* _Records for this task_
-- START --

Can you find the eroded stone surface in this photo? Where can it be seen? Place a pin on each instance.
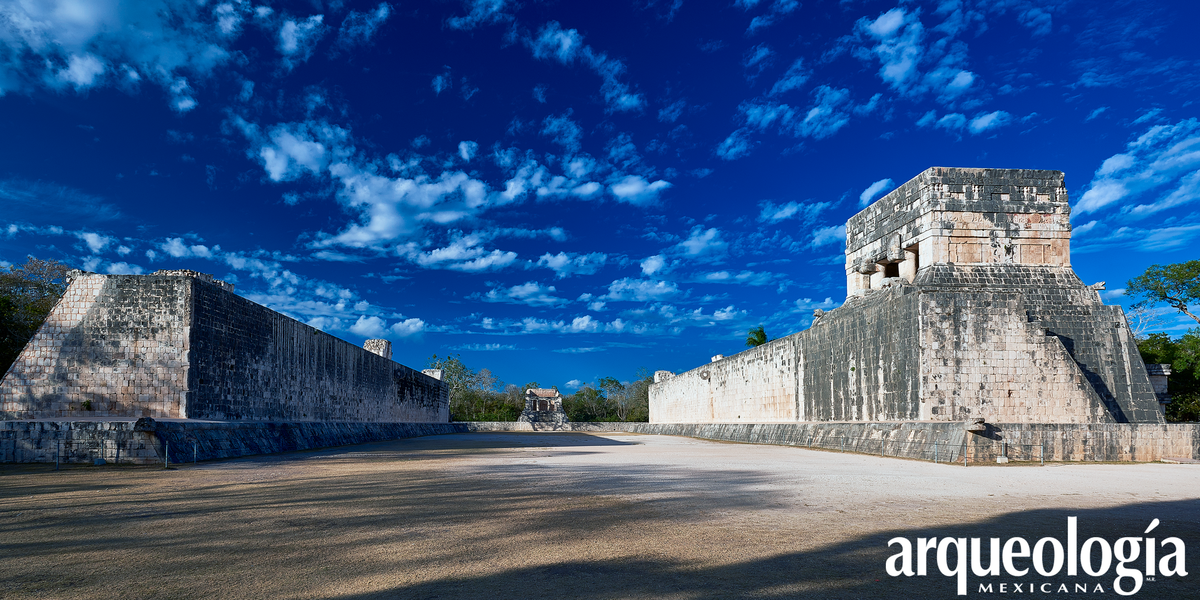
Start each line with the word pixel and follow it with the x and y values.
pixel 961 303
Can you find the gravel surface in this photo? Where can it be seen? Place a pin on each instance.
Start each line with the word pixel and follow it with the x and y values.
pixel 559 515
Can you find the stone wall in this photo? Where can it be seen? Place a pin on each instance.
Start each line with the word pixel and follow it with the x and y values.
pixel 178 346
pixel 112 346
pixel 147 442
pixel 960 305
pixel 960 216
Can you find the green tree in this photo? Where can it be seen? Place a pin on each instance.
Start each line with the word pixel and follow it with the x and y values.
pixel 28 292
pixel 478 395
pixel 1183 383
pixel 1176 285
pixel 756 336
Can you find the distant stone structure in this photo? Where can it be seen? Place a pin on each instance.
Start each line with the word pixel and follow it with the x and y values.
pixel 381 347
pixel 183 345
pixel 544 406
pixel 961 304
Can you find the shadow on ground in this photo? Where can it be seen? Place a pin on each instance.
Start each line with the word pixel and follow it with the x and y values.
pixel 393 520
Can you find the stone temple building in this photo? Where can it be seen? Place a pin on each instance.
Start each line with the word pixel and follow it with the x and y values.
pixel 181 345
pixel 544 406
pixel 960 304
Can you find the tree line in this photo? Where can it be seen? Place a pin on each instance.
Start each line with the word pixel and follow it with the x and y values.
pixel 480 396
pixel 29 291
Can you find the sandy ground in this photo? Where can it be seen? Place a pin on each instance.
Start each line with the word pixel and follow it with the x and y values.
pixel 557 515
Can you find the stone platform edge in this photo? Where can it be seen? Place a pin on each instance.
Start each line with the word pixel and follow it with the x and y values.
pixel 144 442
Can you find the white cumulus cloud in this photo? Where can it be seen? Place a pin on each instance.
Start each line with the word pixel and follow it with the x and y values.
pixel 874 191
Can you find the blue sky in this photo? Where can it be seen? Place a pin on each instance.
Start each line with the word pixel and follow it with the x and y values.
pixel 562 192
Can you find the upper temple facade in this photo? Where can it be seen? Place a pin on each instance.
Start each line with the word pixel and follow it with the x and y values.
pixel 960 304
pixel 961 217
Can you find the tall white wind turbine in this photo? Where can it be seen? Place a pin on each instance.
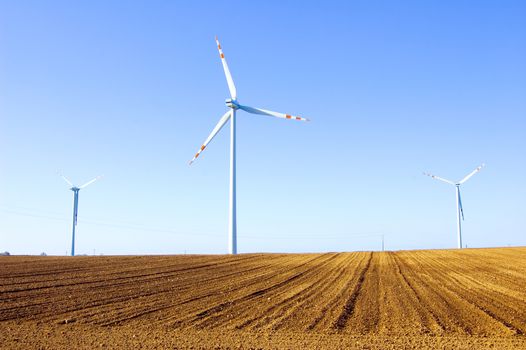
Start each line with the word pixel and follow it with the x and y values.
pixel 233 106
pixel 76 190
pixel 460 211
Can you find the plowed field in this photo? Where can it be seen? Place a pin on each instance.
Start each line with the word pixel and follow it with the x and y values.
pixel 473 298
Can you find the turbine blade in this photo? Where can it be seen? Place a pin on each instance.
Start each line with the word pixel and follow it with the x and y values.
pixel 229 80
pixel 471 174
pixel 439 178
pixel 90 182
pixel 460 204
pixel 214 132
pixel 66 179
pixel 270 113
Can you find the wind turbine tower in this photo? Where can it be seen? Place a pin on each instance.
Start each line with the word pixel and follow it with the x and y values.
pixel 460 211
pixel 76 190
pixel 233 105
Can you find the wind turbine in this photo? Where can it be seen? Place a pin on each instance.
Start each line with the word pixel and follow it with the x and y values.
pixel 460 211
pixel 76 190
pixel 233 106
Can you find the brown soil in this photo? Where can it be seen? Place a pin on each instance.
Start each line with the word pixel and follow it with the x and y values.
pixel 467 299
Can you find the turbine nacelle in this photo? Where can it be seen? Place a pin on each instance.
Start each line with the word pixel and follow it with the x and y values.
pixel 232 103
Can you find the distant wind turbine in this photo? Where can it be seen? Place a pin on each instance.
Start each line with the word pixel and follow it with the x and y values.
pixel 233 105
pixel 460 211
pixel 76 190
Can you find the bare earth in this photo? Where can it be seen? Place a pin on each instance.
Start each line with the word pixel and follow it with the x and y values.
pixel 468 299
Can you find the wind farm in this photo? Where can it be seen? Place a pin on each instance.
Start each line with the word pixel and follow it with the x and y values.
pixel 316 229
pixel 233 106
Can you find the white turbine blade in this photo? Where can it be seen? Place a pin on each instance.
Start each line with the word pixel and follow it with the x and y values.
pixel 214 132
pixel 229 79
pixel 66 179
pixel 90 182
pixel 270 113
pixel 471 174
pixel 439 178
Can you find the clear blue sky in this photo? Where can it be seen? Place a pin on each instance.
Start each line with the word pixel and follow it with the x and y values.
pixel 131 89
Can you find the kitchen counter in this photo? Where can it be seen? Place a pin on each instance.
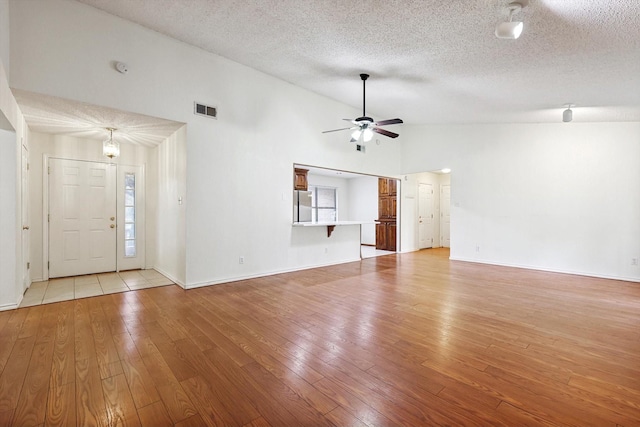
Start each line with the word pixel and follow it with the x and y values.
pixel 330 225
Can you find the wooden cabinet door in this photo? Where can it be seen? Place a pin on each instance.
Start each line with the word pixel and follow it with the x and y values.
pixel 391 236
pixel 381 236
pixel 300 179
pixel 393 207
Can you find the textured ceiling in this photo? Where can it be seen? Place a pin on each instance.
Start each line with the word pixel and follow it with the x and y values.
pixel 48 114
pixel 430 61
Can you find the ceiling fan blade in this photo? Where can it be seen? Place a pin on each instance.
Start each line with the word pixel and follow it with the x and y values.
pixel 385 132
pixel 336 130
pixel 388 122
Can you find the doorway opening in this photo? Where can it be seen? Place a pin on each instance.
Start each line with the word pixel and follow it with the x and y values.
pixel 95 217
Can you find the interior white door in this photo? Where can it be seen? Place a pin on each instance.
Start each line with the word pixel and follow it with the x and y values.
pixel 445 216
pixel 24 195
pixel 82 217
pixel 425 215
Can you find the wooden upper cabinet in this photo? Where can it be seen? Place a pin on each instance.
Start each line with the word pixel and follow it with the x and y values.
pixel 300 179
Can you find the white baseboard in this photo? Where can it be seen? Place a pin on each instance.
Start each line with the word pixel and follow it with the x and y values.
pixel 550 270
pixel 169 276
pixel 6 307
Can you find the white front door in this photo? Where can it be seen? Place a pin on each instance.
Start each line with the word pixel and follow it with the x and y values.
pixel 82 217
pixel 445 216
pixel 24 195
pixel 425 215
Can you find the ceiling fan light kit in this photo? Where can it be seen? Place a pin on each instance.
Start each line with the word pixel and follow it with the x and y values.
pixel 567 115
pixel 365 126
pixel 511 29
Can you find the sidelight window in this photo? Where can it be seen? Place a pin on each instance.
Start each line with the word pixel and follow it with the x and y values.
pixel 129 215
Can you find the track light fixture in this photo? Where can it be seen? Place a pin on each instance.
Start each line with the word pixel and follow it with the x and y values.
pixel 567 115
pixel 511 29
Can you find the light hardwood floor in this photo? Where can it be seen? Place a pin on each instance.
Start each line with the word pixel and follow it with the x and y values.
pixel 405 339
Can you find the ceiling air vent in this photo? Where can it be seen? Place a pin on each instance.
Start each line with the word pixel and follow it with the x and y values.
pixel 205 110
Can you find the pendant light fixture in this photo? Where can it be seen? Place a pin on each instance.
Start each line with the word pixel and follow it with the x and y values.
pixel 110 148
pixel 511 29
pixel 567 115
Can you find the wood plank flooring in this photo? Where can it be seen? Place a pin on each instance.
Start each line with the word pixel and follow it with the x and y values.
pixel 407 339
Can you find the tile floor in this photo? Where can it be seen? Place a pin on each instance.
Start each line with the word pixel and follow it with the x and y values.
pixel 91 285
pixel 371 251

-- END --
-- START --

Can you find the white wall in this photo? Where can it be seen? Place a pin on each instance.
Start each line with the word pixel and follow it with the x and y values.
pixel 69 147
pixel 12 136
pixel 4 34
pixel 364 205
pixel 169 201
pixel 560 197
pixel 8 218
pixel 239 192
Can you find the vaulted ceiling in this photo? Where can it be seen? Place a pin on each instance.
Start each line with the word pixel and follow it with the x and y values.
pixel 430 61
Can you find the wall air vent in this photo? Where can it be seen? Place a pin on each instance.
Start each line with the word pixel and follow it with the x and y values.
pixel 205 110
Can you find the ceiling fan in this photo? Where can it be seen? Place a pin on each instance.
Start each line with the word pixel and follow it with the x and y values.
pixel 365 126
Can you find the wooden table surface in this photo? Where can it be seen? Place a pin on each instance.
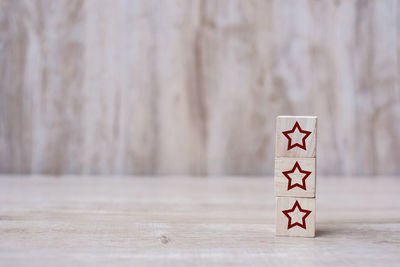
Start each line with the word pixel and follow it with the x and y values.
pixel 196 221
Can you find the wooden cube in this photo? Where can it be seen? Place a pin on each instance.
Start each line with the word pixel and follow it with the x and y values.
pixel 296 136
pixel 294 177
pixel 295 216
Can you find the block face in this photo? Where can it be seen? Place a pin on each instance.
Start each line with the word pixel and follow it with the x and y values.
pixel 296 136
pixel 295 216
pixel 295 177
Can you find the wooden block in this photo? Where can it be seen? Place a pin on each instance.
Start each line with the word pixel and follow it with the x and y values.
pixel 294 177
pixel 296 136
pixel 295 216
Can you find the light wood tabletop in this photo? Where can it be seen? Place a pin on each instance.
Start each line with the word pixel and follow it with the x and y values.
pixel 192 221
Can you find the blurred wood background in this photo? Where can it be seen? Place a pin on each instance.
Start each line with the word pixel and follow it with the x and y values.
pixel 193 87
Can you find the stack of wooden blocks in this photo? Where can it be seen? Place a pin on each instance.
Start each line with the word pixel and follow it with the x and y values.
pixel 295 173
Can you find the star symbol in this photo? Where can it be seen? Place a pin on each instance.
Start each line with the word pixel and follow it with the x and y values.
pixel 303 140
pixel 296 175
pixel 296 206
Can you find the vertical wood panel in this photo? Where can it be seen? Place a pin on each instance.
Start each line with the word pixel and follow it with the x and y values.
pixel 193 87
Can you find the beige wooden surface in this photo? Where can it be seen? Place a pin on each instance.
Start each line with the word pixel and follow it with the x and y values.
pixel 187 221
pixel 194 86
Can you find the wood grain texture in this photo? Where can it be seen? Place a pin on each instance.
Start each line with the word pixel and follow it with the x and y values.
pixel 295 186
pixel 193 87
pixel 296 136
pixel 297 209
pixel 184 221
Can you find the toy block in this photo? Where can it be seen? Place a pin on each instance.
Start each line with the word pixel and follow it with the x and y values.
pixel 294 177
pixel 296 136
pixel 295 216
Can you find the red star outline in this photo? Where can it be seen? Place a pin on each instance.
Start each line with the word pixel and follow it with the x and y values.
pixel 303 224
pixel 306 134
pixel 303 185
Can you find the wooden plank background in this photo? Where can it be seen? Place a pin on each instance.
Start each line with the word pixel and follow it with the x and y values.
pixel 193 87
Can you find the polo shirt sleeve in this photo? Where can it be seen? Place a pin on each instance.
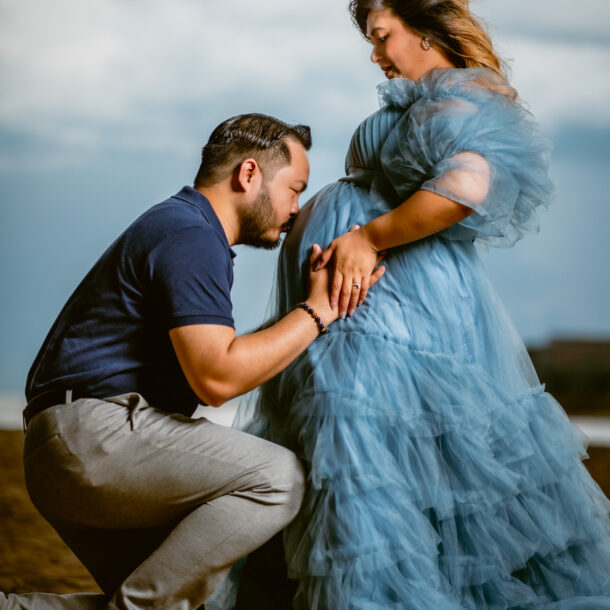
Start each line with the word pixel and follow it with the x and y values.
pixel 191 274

-- END --

* _What the task asks_
Display each line of the listing above that contains the word "blue", copying every such line in full.

* _Task result_
Can you find the blue sky in this photo? Where can it be seen? Place a pin on each instance.
Can you find the clear blue sky in this photo? Where can it be seen? Place a pin on each instance.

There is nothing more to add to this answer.